Task prompt: Please retype all of the material below line for line, without changing anything, and leave the pictures out of your answer.

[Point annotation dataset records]
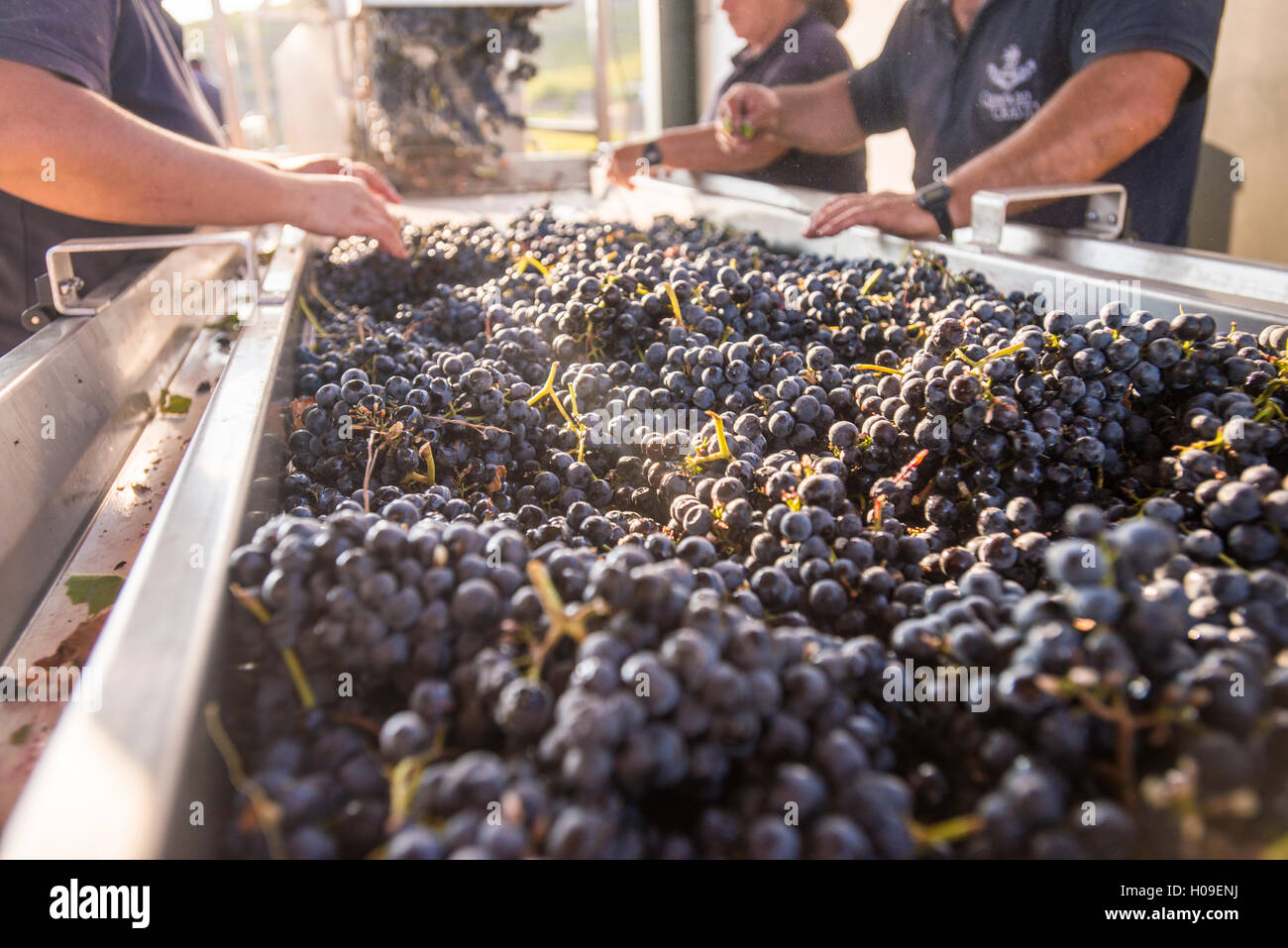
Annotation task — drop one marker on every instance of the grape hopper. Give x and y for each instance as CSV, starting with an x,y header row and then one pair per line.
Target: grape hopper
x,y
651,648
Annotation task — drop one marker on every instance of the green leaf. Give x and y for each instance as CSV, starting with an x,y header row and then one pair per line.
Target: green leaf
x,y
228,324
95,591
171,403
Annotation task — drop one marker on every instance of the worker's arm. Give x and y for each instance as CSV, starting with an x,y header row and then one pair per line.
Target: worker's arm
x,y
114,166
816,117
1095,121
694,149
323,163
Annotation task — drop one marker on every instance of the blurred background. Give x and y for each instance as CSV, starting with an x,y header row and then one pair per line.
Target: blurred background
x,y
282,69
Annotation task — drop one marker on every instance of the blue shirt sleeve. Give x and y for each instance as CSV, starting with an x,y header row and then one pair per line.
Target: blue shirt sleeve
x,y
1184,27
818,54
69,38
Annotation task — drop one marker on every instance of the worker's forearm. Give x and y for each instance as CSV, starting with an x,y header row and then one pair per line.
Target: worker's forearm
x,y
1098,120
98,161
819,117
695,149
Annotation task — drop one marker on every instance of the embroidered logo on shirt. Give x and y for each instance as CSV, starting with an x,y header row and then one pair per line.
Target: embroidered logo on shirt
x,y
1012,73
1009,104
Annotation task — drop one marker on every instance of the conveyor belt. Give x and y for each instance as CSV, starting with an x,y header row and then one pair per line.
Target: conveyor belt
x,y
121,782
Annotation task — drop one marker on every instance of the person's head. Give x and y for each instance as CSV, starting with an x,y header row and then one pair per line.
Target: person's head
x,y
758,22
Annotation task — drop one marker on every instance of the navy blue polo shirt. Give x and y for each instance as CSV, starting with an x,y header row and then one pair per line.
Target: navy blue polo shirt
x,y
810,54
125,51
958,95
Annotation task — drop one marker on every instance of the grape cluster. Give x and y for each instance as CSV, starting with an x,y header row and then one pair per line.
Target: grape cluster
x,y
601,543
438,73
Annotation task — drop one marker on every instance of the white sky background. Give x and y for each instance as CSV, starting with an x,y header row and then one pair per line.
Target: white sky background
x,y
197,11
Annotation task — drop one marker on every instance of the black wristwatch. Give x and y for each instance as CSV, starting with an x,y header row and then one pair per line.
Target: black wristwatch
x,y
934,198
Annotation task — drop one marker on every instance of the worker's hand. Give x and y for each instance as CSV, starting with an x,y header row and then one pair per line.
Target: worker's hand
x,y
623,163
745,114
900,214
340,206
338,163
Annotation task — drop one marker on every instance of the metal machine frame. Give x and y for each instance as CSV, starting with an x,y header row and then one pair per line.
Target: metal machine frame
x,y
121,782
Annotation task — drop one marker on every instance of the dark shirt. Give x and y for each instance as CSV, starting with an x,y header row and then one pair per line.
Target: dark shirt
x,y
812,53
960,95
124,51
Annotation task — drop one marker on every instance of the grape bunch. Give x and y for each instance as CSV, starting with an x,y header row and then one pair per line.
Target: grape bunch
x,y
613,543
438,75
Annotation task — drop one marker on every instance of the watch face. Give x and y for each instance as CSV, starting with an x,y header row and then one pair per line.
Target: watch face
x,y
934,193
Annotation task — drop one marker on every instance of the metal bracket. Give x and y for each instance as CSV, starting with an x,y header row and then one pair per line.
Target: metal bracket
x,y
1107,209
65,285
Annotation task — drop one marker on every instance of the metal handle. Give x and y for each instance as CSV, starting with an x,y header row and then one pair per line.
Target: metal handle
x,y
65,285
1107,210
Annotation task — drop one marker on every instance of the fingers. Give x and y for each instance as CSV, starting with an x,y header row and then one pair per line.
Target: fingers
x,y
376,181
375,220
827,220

Exercise response:
Annotation task — drop one marker on every instance of the grape hopper. Give x and y for each instance as CSV, starting with an x,y header row and then one pair per line.
Target: grape hopper
x,y
651,648
Annotation task — drop one marker on every instance of the green leaf. Give x and y for each instance as CSV, starting with an x,y header row and then one pair per line.
Target: green leaf
x,y
228,324
95,591
171,403
Annotation task — drop one marker on every instance of the worker's arm. Give x and y for each instance as CSV, starting with an x,y header row and then one pair per line.
Target: worker's arm
x,y
114,166
816,117
1095,121
694,149
323,163
Annotation task — drop one marker on every instance of the blurred background. Give x and y for each instance as CSV, starting with an x,y header row and then one pair per line.
Target: blurred background
x,y
282,69
Annotation task — drop one marker on every instance of the blue shirt sleeve. Give x and y for each instance as CSV, starting with an x,y header row and then one pair per line.
Target: blue shirt sleeve
x,y
1184,27
818,54
69,38
Annotation task — drop one marker on every instance of the worker's forearm. Give x and y for each instance as CSV, starting with an x,y header row and then one pair per line.
Target: worker's forearm
x,y
1098,120
98,161
819,117
695,149
Annotation task — drop one marker on every instance of the embroidered logo on shirt. Give x and y for each instance as CSV, starting with an x,y header row and then one pair per line.
Target: embroidered logo on shirt
x,y
1012,73
1009,104
Annotation task — drop one marker on every instance of the conveyor belt. Give x and y for each instance as CSV, starting with an x,y header row and then one pair per line.
Target: conveyor belt
x,y
121,782
Annotation task — drop one marker on every instance of the person's head. Give x and y for each instance as CSV, starting with an x,y header row and then one pair per line.
Target: person's head
x,y
758,22
Annotation task — drop one marker on every instance of the navy blue polo shirt. Give x and y for each instance as CSV, starting with an x,y header row and then one pair per line.
Target: navy blue polo shirt
x,y
810,54
125,51
958,95
Annotation task — drop one marker on every instance of the grape cluster. Give x and y for each instance as CSV, starting with an x,y header row and then one pair per line.
Target: grape cluster
x,y
601,543
438,73
Annotation task — drop one marker on every instance of the white sky background. Give x and y for each instance as CSV, starting with an x,y header row and then one pair per line.
Target: white sky background
x,y
197,11
Annotation task — drop one marker on every instance of the black wristwatch. Give x and y for each instance as CSV, starting with an x,y header row and then one pair per line.
Target: black wristwatch
x,y
934,198
Annotation task — drop one marker on every instance of the worker's hand. Give x and y for each instance as CSV, starting with an x,y header row and then one pair per line.
Target: worker's hand
x,y
623,163
745,114
900,214
340,206
338,163
Annotation task — drop one marker on every instance of the metal machine frame. Give x and y for each instance as CSV, starting with an x,y header row and then one pair per line.
Target: metal machine frame
x,y
121,782
Annotation task — drop one marker on every instance of the dark shirt. Give x and y for each instance as CSV, starting with an x,y header row and then one pair per line.
Target: dark shirt
x,y
812,53
960,95
124,51
Annotation task — drop one marker on every instance of the grape bunch. Give x and y for each instance as CSV, starting with an x,y header row and then one pair per line.
Target: grape bunch
x,y
613,543
438,75
Annotation task — drop one marker on every instance of the watch face. Give x and y for each instance as CSV, starting with an x,y header row and then one pair per line.
Target: watch face
x,y
934,193
Annotation task — drop one marker on every instance of the metal bracket. Give x and y for each instance as CSV, starting with an x,y header row and then one pair per line.
Target: metal bracket
x,y
1107,209
65,285
Annotation task — drop one marker on every instance of the metal handle. Give x and y for each instance as CSV, starting with an x,y header row and then one pair per line.
Target: metal handle
x,y
65,285
1107,210
Annotation task — drop one marker on every instance of the fingers. Give x and y for each instance as CSV, starting with an x,y header row and then one pair per line.
Target: fingers
x,y
376,181
375,220
827,220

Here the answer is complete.